*EXTRACT*:
There may be value in Anora's parts

Translation: Original comment published in Finnish on 6/21/2023 at 7:05 am.
Although Anora is a company that is clearly focused on the Nordic alcohol market, we feel its operations can also be valued on a segment basis. In this text, we discuss Anora’s sum of the parts valuation. Especially the Viva Wine Group listed in Sweden has very similar business to Anora’s Wine segment and provides a good basis for building the sum of the parts valuation.
Viva Wine Group in Sweden is very close to Anora’s Wine segment’s business
Viva Wine Group is a wine vendor listed in Sweden at the end of 2021. Last year, some 60% of its revenue came from Sweden, 20% in total from Finland and Norway, and 20% from online sales. Thus, the main market is the same as for Anora, where Sweden produced close on half of the Wine segment’s revenue. For Anora, the weight of Finland and Norway is somewhat higher than for Viva and it also has operations in Denmark, but no online business like Viva. The revenue of both is roughly EUR 350 million considering Globus wine acquired by Anora last year. The sales structure is also very similar, i.e., over half of the sales comes from importing and distributing wines of third parties but own wine brands also play an important role.
The graph shows Viva’s development in recent years. Revenue growth has been supported by acquisitions and increased demand due to the COVID pandemic, but organic growth before the pandemic in 2018-19 was also 10-15%. In terms of profitability, Viva has been better than Anora’s Wine segment at least in the last two years.
Anora’s sum of the parts valuation
We have made a sum of the parts valuation on Anora by assessing the value of each segment separately. As Anora reports the results of the segments at EBITDA level, we use EV/EBITDA ratios to build the valuation. For the Wine segment, due to Viva's similarities (and the lack of other comparable peers), we use Viva's valuation multiples, i.e., EV/EBITDA of some 9.5x for this year. The 2023 result is depressed by the weaker NOK and SEK both in Anora and Viva, which the companies should be able to compensate for over time with price increases.

*TASK REQUIREMENTS*:
1) According to the Anora valuation text, when was Viva Wine Group listed in Sweden?
2) Extract word for word the passage of the Anora valuation text from "The graph shows" up to and including "last two years.".

*DATA*:
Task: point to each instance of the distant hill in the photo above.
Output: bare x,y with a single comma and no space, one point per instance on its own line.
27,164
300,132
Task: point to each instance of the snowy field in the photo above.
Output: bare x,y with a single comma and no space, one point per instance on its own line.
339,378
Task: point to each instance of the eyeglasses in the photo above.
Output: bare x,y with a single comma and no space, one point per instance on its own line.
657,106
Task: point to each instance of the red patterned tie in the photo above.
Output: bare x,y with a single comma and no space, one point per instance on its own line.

*WRITTEN RESPONSES*:
1) At the end of 2021.

2)
The graph shows Viva’s development in recent years. Revenue growth has been supported by acquisitions and increased demand due to the COVID pandemic, but organic growth before the pandemic in 2018-19 was also 10-15%. In terms of profitability, Viva has been better than Anora’s Wine segment at least in the last two years.